| WHAT THIS TASK INVOLVES |
Run through the data and copy out every line that mentions the word "house".
━━━━━ ENTRIES SUPPLIED
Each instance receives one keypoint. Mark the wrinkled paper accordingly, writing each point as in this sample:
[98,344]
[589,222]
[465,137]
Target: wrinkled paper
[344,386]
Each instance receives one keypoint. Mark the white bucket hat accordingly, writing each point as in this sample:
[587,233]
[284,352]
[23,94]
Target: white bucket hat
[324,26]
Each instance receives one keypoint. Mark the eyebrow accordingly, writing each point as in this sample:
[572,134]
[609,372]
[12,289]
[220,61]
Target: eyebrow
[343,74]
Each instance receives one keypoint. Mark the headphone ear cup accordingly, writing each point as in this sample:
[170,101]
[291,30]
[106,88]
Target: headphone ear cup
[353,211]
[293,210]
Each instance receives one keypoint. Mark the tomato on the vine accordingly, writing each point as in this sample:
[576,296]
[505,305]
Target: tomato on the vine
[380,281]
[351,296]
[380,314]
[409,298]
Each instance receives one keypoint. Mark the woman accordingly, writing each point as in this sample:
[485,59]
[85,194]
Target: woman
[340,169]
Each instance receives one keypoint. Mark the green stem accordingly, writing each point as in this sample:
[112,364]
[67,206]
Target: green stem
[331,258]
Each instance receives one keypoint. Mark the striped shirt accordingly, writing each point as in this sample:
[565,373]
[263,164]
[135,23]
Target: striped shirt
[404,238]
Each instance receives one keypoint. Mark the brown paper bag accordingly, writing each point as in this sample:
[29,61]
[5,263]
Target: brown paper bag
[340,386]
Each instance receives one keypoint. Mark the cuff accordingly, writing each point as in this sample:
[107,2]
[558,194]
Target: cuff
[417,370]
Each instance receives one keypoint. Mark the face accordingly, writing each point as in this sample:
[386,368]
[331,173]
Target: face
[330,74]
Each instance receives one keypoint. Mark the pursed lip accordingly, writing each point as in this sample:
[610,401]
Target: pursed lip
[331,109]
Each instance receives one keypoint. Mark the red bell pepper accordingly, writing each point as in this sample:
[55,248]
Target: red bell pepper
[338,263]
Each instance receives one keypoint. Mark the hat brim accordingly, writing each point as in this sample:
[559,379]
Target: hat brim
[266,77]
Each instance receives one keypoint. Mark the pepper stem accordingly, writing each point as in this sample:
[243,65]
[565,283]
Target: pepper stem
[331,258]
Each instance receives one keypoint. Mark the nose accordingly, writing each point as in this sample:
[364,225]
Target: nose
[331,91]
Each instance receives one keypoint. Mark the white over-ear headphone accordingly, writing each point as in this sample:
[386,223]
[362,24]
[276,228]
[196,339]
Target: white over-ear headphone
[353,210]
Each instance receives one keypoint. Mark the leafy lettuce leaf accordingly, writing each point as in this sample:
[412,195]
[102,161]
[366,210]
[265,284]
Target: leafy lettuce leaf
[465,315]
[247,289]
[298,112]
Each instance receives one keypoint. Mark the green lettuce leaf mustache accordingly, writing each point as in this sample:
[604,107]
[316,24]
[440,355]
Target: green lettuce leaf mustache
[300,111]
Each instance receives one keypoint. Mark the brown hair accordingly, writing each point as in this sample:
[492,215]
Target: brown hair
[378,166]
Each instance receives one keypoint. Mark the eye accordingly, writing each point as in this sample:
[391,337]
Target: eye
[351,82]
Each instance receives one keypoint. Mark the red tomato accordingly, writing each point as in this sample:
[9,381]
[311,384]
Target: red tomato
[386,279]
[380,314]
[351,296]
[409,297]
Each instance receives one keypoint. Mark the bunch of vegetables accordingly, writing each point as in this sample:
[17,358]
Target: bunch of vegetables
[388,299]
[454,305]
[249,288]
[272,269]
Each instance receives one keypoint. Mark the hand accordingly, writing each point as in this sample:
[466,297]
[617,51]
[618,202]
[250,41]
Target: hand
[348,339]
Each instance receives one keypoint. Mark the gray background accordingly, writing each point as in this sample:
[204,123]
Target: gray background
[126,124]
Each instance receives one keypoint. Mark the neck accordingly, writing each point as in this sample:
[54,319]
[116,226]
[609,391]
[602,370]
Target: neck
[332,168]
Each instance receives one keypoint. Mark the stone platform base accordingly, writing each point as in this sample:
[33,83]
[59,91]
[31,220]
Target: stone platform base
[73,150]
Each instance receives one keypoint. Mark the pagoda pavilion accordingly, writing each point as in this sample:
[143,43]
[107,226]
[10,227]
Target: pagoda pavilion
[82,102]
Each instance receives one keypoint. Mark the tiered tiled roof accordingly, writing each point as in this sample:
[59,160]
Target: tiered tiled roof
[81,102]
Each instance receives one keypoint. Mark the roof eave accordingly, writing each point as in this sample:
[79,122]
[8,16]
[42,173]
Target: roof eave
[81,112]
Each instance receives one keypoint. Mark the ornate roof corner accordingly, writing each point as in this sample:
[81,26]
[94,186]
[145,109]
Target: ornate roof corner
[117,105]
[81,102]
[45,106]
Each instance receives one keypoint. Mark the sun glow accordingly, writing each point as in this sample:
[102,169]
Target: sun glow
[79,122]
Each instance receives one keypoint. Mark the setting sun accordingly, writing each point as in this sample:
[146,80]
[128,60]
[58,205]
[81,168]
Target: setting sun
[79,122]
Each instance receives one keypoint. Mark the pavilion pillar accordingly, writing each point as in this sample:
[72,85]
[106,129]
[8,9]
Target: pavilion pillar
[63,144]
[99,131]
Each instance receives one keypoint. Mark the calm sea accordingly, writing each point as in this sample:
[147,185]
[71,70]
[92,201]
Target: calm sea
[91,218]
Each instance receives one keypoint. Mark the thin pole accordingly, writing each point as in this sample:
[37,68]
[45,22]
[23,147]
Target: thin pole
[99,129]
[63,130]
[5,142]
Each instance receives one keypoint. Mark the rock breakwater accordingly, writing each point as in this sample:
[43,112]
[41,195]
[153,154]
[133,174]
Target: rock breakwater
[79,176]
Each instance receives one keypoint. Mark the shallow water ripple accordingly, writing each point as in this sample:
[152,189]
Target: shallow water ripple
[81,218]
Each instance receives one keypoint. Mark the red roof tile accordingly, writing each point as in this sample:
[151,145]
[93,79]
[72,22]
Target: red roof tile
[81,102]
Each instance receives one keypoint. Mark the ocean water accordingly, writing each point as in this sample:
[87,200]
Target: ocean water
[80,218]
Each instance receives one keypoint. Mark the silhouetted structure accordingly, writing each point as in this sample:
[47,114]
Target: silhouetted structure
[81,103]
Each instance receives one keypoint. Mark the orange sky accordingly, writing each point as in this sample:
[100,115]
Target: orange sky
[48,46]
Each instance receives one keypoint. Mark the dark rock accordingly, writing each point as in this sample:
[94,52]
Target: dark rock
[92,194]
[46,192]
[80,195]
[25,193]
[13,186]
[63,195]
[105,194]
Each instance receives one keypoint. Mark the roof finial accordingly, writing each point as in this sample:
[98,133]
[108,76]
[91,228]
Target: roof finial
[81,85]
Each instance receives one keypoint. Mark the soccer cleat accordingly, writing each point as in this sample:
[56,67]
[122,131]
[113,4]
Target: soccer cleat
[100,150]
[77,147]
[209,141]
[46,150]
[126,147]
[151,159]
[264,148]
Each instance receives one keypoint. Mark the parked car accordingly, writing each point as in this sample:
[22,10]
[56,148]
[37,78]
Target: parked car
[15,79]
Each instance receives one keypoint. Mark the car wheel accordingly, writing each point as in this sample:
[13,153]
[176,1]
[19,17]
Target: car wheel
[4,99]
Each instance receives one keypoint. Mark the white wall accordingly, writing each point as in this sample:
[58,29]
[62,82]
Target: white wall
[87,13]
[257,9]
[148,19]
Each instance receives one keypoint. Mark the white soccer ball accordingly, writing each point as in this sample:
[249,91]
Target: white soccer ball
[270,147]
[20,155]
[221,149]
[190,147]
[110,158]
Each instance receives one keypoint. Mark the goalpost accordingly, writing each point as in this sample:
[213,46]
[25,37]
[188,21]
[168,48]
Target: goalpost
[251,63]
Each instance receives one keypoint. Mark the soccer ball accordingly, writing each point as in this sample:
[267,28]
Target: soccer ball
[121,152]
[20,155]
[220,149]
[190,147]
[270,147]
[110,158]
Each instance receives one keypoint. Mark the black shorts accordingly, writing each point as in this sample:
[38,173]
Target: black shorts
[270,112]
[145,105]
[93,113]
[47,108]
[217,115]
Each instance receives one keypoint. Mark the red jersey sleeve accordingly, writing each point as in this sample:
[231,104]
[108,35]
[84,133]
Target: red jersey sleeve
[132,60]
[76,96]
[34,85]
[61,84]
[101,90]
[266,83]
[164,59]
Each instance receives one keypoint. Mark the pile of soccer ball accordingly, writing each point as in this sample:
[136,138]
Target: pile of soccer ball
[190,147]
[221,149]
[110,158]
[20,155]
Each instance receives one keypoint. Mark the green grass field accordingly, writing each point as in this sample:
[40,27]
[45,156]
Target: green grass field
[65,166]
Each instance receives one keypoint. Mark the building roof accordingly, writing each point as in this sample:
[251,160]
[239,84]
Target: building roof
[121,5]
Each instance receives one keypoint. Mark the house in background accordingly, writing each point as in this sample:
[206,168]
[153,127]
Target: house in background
━━━━━━━━━━
| ANSWER TO THIS EXERCISE |
Each instance receives one keypoint. Mark the house in background accordingly, writing each point as in this sample:
Target: house in background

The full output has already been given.